Could you output each line of the data that follows exactly?
__________
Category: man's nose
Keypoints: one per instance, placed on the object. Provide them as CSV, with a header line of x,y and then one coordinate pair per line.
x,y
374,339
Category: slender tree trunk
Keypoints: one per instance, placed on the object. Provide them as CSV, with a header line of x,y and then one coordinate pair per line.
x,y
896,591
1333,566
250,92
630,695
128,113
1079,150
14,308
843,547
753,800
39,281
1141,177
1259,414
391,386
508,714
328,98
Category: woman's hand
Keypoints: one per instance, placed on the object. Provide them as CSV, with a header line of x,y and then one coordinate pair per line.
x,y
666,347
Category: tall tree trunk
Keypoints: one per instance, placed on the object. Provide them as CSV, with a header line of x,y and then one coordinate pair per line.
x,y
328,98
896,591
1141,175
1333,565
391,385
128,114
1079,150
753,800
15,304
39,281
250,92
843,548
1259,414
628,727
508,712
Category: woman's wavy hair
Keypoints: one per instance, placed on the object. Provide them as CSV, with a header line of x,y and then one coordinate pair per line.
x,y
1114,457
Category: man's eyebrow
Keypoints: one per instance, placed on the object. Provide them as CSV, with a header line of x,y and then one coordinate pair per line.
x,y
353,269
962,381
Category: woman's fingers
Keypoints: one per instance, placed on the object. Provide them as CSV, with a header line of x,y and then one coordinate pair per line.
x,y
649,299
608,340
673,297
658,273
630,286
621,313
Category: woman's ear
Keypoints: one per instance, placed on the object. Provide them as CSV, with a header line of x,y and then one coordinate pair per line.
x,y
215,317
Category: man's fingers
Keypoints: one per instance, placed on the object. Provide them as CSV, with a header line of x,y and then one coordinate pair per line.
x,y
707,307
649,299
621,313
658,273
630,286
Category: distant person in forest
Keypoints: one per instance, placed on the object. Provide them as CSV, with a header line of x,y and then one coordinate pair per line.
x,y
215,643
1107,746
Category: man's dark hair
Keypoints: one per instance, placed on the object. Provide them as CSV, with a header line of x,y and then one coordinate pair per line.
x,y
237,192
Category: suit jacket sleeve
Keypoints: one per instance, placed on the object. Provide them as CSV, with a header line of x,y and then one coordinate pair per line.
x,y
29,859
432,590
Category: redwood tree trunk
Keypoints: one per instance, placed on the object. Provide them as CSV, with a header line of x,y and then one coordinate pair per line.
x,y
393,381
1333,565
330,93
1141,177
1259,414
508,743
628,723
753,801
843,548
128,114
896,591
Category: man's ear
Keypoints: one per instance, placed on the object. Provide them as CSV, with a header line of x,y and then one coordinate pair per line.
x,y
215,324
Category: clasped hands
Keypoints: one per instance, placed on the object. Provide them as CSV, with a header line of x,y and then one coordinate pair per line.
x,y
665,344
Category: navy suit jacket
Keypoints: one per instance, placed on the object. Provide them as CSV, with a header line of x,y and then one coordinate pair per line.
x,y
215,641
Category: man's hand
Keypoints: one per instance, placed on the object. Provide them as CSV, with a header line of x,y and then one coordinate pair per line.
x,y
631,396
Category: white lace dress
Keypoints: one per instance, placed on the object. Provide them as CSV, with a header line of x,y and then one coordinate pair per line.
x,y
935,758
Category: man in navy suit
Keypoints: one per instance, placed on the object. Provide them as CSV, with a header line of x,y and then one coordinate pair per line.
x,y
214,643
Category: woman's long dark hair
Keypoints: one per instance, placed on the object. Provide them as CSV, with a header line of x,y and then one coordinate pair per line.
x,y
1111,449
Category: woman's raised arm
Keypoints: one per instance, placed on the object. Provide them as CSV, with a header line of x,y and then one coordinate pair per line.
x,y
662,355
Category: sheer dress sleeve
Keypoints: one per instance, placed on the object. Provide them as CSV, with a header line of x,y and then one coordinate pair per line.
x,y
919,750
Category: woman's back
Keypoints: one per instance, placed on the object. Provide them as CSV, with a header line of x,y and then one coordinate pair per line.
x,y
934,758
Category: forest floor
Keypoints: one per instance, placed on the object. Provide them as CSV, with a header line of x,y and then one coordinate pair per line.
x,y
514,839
__________
*EXERCISE ANSWER:*
Category: man's nose
Keypoints: one per instance, placed on the object. Provide them as CSV, with a header line of x,y and then one coordinate pair per line.
x,y
374,339
Category: slender tree trunk
Keypoints: one per instance, placed on the object. Provide them as CSV, with a header line of x,y and then one coordinate pair per line.
x,y
896,591
1333,566
250,92
630,695
128,113
1079,150
14,308
843,547
753,800
39,281
1141,177
1259,414
391,386
508,714
328,98
Category: woman's hand
Keypoints: one per instance, placed on the object. Provide them as CSV, with a header line of x,y and then one coordinate pair per line.
x,y
666,347
Category: tall tree trunk
Keypoints: one per instance, placed on the object. Provide them as CSV, with a header line of x,y and then one coordinate pair per line.
x,y
328,98
896,591
1141,175
1333,565
391,385
128,114
1079,150
753,800
15,304
39,281
250,92
843,548
1259,414
628,727
508,712
Category: woman's wavy hair
Keypoints: one per instance, placed on the object. Provide them as CSV, with a header line of x,y and then one coordinate pair per line.
x,y
1114,457
Category: man's eyebrow
Keypoints: one per instance, placed on the object. Provide them as CSV, with a header line of x,y and then one coordinate pair per line.
x,y
353,269
962,381
Category: woman's fingers
Keypoints: one per instance, placed on the object. Provide them as CSV, with a header line of x,y and then one coordinate pair per line.
x,y
649,299
608,340
673,297
658,273
630,286
621,313
Category: woman's ear
Keypoints: one per instance, placed on the object. Provide them as CSV, with a header line of x,y and then one coordinate pair per line.
x,y
215,317
Category: man's fingers
Keypoints: one per instance, placed on the object. Provide them as CSV, with a header line of x,y and then one coordinate pair per line.
x,y
707,307
649,299
621,313
658,273
630,286
Category: distant person in forest
Keypoints: one per instance, placed on the object. Provide them as CSV, with a header line of x,y and then one coordinate pair per line.
x,y
215,643
1107,746
Category: man's dark hair
Keypoints: one per instance, placed on the object. Provide them as CSV, with a header line of x,y and then one coordinate pair per line.
x,y
237,192
Category: suit jacket sleeve
Keypoints: one per instance, placed on the object. Provide them as CSV, with a header line of x,y and then one coordinate pair per line.
x,y
29,859
432,590
Category: redwood tree trunk
Keypoints: one per instance, placed on the object. Provide them as CSV, with a header line of x,y and then one coordinate pair per line.
x,y
393,381
1333,565
330,93
1141,177
1259,414
508,743
628,723
753,801
843,548
128,114
896,591
Category: man's ear
Keypoints: one per instance, placed on the object. Provide them as CSV, with a header line of x,y and then one coordinate pair per line.
x,y
215,324
Category: clasped hands
Keypoints: one per instance, placed on the object. Provide them as CSV, with a header line of x,y and then one coordinate pair per line.
x,y
665,344
Category: navy suit jacket
Keypoints: one per instance, placed on the object. Provide them as CSV, with a header line of x,y and then one coordinate pair per line.
x,y
215,641
Category: man's hand
Keypoints: one per instance, placed on the object. Provide them as CSV, with a header line of x,y and then one coordinate pair per line.
x,y
631,396
Category: white lace dress
Keypoints: one per instance, placed on the object. Provide them as CSV, with a header line of x,y and then one coordinate pair per line.
x,y
935,758
Category: man in navy suit
Keypoints: one per instance, placed on the object. Provide them as CSV, with a header line of x,y and then one coordinate pair per line.
x,y
214,643
Category: woman's long dark hair
Keypoints: one per instance, placed on the object. Provide them as CSV, with a header line of x,y and then one coordinate pair per line.
x,y
1111,449
Category: woman's raised arm
Keypoints: one per instance, placed on the object. Provide them as CSV, with a header line of x,y and then one coordinate pair per line.
x,y
662,355
Category: sheer dress sleeve
Keypoints: one per instance, placed on the object. Provide them as CSV, with a header line of x,y and then one coordinate pair per line.
x,y
919,750
Category: woman's back
Keypoints: one per instance, placed on the object. Provide them as CSV, with a header line of x,y and then one coordinate pair per line.
x,y
934,758
Category: forest floor
Keypoints: one per instance, placed on the object. Provide them as CSV, with a header line of x,y and then one coordinate pair per line.
x,y
514,839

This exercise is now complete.